Task objective>
Render every entry exactly as it appears.

(Given records Opens)

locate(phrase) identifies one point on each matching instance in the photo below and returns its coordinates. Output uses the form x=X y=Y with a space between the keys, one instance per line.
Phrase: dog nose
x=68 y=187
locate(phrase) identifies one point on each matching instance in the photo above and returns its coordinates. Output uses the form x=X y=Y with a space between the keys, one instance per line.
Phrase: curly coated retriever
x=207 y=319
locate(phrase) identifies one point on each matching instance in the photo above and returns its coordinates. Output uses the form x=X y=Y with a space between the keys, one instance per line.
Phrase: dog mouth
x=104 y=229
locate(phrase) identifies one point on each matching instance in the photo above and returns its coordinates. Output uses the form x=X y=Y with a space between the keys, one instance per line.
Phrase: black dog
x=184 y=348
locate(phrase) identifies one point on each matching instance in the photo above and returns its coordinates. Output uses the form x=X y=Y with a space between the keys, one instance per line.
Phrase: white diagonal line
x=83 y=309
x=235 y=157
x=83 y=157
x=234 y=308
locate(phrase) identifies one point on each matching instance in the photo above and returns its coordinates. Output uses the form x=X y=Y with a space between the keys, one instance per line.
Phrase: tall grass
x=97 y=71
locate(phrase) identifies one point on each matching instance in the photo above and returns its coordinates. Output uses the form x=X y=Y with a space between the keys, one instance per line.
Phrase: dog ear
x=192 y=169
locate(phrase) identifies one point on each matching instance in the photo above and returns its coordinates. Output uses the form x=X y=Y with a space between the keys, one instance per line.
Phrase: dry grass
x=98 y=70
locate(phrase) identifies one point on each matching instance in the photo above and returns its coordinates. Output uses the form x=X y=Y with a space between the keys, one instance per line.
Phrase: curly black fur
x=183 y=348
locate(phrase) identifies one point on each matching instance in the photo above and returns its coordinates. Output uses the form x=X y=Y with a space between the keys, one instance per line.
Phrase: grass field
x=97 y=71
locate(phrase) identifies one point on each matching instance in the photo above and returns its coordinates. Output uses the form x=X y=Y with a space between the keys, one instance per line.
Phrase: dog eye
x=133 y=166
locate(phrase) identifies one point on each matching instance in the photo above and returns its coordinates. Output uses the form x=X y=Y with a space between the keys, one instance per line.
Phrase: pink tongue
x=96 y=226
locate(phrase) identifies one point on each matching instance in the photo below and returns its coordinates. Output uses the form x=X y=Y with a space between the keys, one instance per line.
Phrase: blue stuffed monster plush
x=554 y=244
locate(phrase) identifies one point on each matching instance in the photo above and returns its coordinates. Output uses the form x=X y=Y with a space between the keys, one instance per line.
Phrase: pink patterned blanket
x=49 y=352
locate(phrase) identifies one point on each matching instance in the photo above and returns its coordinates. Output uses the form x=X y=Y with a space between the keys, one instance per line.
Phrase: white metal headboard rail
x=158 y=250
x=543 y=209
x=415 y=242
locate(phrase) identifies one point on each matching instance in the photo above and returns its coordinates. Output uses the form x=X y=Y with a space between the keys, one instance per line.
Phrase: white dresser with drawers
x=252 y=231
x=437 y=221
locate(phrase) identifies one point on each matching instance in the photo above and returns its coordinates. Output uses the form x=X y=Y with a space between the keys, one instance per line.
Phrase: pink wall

(Given records Closes)

Result of the task>
locate(phrase) identifies one point on each matching instance in the photo below and returns its coordinates. Output uses the form x=X y=Y with a space between the keys, one instance per line.
Phrase: dog nose
x=68 y=187
locate(phrase) identifies one point on each matching instance in the photo above and returns its coordinates. Output uses the form x=X y=Y with a space between the keys, one instance per line.
Phrase: curly coated retriever
x=207 y=319
locate(phrase) identifies one point on each matching instance in the photo above and returns its coordinates. Output uses the form x=X y=Y with a space between the keys, one instance per line.
Phrase: dog mouth
x=104 y=229
locate(phrase) identifies one point on each matching instance in the photo above and returns its coordinates. Output uses the form x=X y=Y with a space between the keys, one instance per line.
Phrase: black dog
x=184 y=348
locate(phrase) identifies one point on each matching instance in the photo above and returns its coordinates. Output uses the form x=X y=Y with a space between the keys, one instance per line.
Phrase: white diagonal line
x=83 y=309
x=235 y=157
x=83 y=157
x=234 y=308
locate(phrase) identifies one point on each matching instance in the photo above and returns its coordinates. Output uses the form x=X y=Y with a space between the keys, one instance per line.
Phrase: tall grass
x=97 y=71
locate(phrase) identifies one point on each matching instance in the photo above and returns its coordinates. Output uses the form x=X y=Y with a space between the keys, one instance per line.
Phrase: dog ear
x=192 y=169
locate(phrase) identifies one point on each matching instance in the photo above and returns its coordinates. Output uses the form x=X y=Y with a space between the keys, one instance per line.
Phrase: dry grass
x=98 y=70
locate(phrase) identifies one point on each matching instance in the photo above and returns its coordinates. Output uses the form x=X y=Y with a space between the keys, one instance per line.
Phrase: curly black fur
x=183 y=348
locate(phrase) identifies one point on each matching instance in the photo above and returns its coordinates. Output uses the form x=X y=Y with a space between the keys, one instance per line.
Phrase: grass field
x=97 y=71
locate(phrase) identifies one point on each matching instance in the photo above and returns its coordinates. Output uses the form x=X y=Y with a space between the keys, one instance per line.
Phrase: dog eye
x=133 y=166
locate(phrase) identifies one point on each matching instance in the photo above and returns its coordinates. Output uses the form x=X y=Y with a space between the keys, one instance per line.
Phrase: pink tongue
x=96 y=226
locate(phrase) identifies one point on each matching instance in the photo below and returns its coordinates. Output uses the form x=X y=Y with a space between the keys, one instance per line.
Phrase: blue stuffed monster plush
x=554 y=244
locate(phrase) identifies one point on each matching instance in the photo above and returns its coordinates. Output uses the form x=X y=Y with a space between the keys, one instance per line.
Phrase: pink patterned blanket
x=49 y=352
locate(phrase) identifies one point on each matching instance in the photo above and returns its coordinates. Output uses the form x=X y=Y with a space between the keys, one instance per line.
Phrase: white metal headboard rail
x=158 y=250
x=543 y=209
x=415 y=242
locate(phrase) identifies one point on each matching instance in the photo above and returns its coordinates. Output uses the form x=X y=Y with a space between the keys, one instance per line.
Phrase: white dresser with drawers
x=252 y=231
x=437 y=221
locate(phrase) identifies one point on each matching instance in the photo above and returns its coordinates. Output uses the form x=X y=Y with a space between the keys, one instance per line.
Phrase: pink wall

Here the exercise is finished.